Cash Flow Generation:
- Operating Cash Flow: $3,620 million
- Free Cash Flow: Not explicitly stated.
Operational Excellence
Production & Service Model: APA Corporation explores for, develops, and produces crude oil, natural gas, and NGLs. Its operations involve extensive drilling programs, particularly in the Permian Basin and Egypt. Supply Chain Architecture: Key Suppliers & Partners:
- Oil Spill Response: Oil Spill Response Limited (OSRL) and Clean Gulf Associates (CGA) for oil spill response.
- Well Control: Wild Well Control Company for subsea well events.
Facility Network:
- Principal Executive Offices: 2000 W. Sam Houston Pkwy. S., Suite 200, Houston, Texas 77042-3643.
- Offices: Midland, Texas; Cairo, Egypt; and Aberdeen, Scotland.
Operational Metrics:
- Daily BOE production: 454,716 boe/d (2024)
- Average drilling rigs operated: 22 (2024)

Data provided:
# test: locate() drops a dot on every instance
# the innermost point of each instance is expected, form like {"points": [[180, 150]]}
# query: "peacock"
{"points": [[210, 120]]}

To do:
**A)** According to the APA Corporation summary, which company handles subsea well events?
**B)** Pick up the APA Corporation summary where it stops and keep writing.

Responses to the tasks:
**A)** Wild Well Control Company.

**B)**
- Proved Undeveloped (PUD) Conversion: 34 MMboe of PUD reserves were converted to proved developed reserves in 2024.
Market Access & Customer Relationships
Go-to-Market Strategy: Distribution Channels:
- Direct Sales: U.S. natural gas is sold at liquid index sales points. U.S. crude oil is sold based on WTI and Brent pricing indices.
- Contractual Sales: Egypt natural gas is sold to EGPC under an industry-pricing formula (min $1.50/MMBtu, max $2.65/MMBtu). North Sea natural gas is sold at the St. Fergus entry point on a National Balancing Point index price basis.
Customer Portfolio: Enterprise Customers:
- Strategic Partnerships: EGPC (Egypt General Petroleum Corporation) is a major customer, accounting for approximately 17% of worldwide crude oil, natural gas, and NGLs revenues in 2024.
- Customer Concentration: Sales to EGPC represent a significant portion of international revenues.
Geographic Revenue Distribution (Oil and Gas Revenues):
- United States: 53% of total revenue
- Egypt: 36% of total revenue
- North Sea: 11% of total revenue
Competitive Intelligence
Market Structure & Dynamics
Industry Characteristics: The oil and gas industry is characterized by commodity price volatility, operational hazards, and geopolitical risks. APA Corporation operates in a competitive environment with diverse players.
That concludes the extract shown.